* Prompt *
Down to the final line, write out the data below exactly.

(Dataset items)
════════════════════
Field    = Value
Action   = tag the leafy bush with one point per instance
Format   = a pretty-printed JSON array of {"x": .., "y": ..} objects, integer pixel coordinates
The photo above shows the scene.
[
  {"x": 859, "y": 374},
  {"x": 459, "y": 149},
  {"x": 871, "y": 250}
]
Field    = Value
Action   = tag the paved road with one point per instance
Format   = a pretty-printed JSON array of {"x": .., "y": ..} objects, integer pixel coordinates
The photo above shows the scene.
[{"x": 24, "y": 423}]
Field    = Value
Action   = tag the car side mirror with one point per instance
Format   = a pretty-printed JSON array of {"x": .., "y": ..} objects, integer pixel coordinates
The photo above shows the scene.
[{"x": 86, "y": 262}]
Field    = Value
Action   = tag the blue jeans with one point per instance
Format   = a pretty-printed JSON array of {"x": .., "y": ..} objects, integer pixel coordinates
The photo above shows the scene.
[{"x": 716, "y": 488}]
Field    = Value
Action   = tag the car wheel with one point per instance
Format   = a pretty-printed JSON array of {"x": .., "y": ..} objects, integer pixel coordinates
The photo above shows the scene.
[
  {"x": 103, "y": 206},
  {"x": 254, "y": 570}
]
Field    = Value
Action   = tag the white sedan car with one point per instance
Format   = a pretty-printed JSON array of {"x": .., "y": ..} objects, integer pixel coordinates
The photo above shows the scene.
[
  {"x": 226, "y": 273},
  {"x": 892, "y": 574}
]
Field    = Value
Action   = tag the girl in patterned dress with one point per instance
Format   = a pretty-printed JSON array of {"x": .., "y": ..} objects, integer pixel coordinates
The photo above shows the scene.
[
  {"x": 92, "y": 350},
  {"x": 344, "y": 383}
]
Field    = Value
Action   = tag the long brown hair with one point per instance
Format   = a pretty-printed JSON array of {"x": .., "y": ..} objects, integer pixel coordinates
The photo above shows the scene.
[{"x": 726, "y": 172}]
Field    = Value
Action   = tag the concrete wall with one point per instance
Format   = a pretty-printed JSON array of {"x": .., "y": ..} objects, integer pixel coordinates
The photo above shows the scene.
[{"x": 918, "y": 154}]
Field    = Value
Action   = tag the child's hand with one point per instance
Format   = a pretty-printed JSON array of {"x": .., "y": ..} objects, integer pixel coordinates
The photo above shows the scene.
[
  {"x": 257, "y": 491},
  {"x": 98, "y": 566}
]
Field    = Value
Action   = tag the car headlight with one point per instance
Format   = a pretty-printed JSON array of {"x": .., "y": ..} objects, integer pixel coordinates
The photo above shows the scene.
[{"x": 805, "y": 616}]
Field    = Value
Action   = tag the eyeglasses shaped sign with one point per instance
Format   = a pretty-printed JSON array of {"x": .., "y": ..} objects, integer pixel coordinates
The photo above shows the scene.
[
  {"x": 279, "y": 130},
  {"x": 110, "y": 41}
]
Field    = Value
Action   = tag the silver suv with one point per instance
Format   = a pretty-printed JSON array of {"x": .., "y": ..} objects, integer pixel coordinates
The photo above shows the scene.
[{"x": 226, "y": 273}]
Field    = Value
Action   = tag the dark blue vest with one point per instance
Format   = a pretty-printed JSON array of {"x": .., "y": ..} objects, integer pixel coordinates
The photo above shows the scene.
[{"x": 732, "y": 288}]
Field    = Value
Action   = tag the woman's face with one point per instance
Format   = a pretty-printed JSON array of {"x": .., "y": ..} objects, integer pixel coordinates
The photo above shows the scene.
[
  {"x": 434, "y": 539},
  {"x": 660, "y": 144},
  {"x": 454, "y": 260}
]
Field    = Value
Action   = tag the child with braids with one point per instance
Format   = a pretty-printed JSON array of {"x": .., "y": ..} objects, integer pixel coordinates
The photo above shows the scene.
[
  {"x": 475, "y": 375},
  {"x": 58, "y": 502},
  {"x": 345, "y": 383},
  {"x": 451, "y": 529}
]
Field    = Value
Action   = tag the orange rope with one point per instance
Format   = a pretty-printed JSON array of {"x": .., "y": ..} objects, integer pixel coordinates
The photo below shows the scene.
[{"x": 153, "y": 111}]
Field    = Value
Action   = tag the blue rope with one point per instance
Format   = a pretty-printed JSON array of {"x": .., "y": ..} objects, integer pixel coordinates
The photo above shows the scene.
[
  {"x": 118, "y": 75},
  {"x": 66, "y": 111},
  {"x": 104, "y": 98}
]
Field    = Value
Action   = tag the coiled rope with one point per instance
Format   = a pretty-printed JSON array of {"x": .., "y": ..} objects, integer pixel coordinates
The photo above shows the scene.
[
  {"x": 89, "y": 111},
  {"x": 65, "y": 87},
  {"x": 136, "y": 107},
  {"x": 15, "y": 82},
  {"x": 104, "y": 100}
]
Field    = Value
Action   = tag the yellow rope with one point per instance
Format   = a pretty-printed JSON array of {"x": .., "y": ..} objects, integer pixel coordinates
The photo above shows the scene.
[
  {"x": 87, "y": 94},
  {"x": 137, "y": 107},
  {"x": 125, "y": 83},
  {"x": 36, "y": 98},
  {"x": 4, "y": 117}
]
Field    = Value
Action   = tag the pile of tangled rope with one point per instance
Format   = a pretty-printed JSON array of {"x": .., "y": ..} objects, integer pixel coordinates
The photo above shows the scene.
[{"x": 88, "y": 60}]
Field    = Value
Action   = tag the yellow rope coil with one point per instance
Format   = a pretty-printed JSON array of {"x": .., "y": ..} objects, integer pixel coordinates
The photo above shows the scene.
════════════════════
* Exercise result *
Field    = Value
Action   = tag the leafy bush with one point per instance
Format   = a pretty-printed JSON array of {"x": .., "y": ..} objects, integer pixel coordinates
The photo above shows the scene.
[
  {"x": 859, "y": 374},
  {"x": 459, "y": 149},
  {"x": 871, "y": 250}
]
Field    = Value
Action   = tag the paved road with one point per instance
Format   = a pretty-printed JSON array of {"x": .., "y": ..} objects, integer pixel coordinates
The photo above shows the scene.
[{"x": 24, "y": 423}]
Field    = Value
Action   = tag the car side mirror with one point per instance
Format   = a pretty-printed JSON array of {"x": .., "y": ..} objects, integer pixel coordinates
The photo above shows the scene.
[{"x": 86, "y": 262}]
Field    = Value
Action   = tag the blue jeans with one point per instance
Format   = a pretty-printed JSON array of {"x": .., "y": ..} objects, integer pixel coordinates
The photo above shows the scene.
[{"x": 716, "y": 488}]
Field    = Value
Action   = tag the car wheel with one point per instance
Format   = a pretty-printed JSON array of {"x": .., "y": ..} objects, integer pixel coordinates
The photo above shows the scene.
[
  {"x": 103, "y": 206},
  {"x": 254, "y": 570}
]
Field    = Value
Action   = tag the white sedan car with one point per instance
Format   = a pretty-printed JSON array of {"x": .., "y": ..} objects, integer pixel coordinates
The photo above shows the scene.
[
  {"x": 226, "y": 273},
  {"x": 892, "y": 574}
]
Field    = Value
Action   = tag the girl in patterned dress with one point per instance
Format   = a pretty-printed JSON array of {"x": .., "y": ..} objects, integer pixel coordinates
The photo above shows the scene.
[
  {"x": 92, "y": 350},
  {"x": 344, "y": 383}
]
Field    = Value
Action   = tag the long brown hair with one point per instance
Format   = a pretty-printed JSON array of {"x": .., "y": ..} objects, integer pixel coordinates
The photo above shows the scene.
[{"x": 726, "y": 172}]
Field    = Value
Action   = tag the concrete wall with one point per instance
Format   = a pretty-printed JSON array of {"x": .., "y": ..} objects, integer pixel coordinates
The photo above shows the scene.
[{"x": 918, "y": 154}]
Field    = Value
Action   = tag the child's hand with one point per instance
Format   = a pretty-printed JSON array of {"x": .., "y": ..} objects, integer pixel coordinates
The photo above shows the scene.
[
  {"x": 257, "y": 491},
  {"x": 98, "y": 566}
]
Field    = Value
Action   = tag the car headlight with one point per instance
Format   = a pretty-printed JSON array of {"x": .., "y": ..} objects, integer pixel coordinates
The photo above shows the scene.
[{"x": 805, "y": 616}]
Field    = Value
Action   = tag the eyeglasses shaped sign with one point per instance
Format   = a pretty-printed JSON array of {"x": .., "y": ..} objects, integer pixel coordinates
The photo above shows the scene.
[
  {"x": 279, "y": 130},
  {"x": 110, "y": 41}
]
Field    = Value
Action   = tag the silver suv with one point per instance
Format   = a pretty-printed JSON array of {"x": .., "y": ..} objects, integer pixel coordinates
The photo above shows the scene.
[{"x": 226, "y": 273}]
Field    = Value
Action   = tag the dark blue vest with one point per instance
Format   = a pretty-printed JSON array of {"x": .., "y": ..} objects, integer pixel coordinates
The photo above shows the scene.
[{"x": 732, "y": 288}]
Field    = Value
Action   = tag the woman's face with one point per instance
Format   = a pretty-printed JSON array of {"x": .., "y": ..} objects, integer pixel coordinates
The photo above shows the scene.
[
  {"x": 434, "y": 539},
  {"x": 660, "y": 144},
  {"x": 454, "y": 260}
]
Field    = Value
Action   = tag the child with braids with one point per instance
Format   = a pretty-printed JSON array of {"x": .., "y": ..} objects, integer pixel coordinates
The photo above shows the scene.
[
  {"x": 475, "y": 375},
  {"x": 58, "y": 502},
  {"x": 345, "y": 383},
  {"x": 451, "y": 529}
]
Field    = Value
Action   = tag the orange rope with one point per instance
Format   = a pretty-printed JSON array of {"x": .., "y": ..} objects, integer pixel coordinates
The photo below shows the scene.
[{"x": 153, "y": 111}]
Field    = Value
Action   = tag the blue rope with one point per instance
Format   = a pretty-printed JSON array of {"x": .., "y": ..} objects, integer pixel coordinates
The photo above shows the scene.
[
  {"x": 118, "y": 75},
  {"x": 66, "y": 111},
  {"x": 104, "y": 98}
]
Field    = Value
Action   = tag the coiled rope with one point per instance
Format   = a pretty-printed JSON array of {"x": .., "y": ..} objects, integer pixel coordinates
The photo above shows the scene.
[
  {"x": 89, "y": 111},
  {"x": 65, "y": 87},
  {"x": 136, "y": 107},
  {"x": 15, "y": 82},
  {"x": 104, "y": 100}
]
Field    = Value
Action   = tag the yellow rope with one point per instance
Format   = a pretty-printed JSON array of {"x": .., "y": ..} objects, integer pixel coordinates
The photo above shows the scene.
[
  {"x": 87, "y": 94},
  {"x": 137, "y": 107},
  {"x": 125, "y": 83},
  {"x": 36, "y": 98},
  {"x": 4, "y": 117}
]
Field    = Value
Action   = tag the pile of tangled rope with one point per instance
Format   = a pretty-printed JSON array of {"x": .., "y": ..} objects, integer pixel coordinates
The photo above shows the scene.
[{"x": 88, "y": 60}]
Field    = Value
Action   = tag the yellow rope coil with one point per instance
Format   = a pretty-printed JSON array of {"x": .., "y": ..} objects, integer pixel coordinates
The photo above shows the scene.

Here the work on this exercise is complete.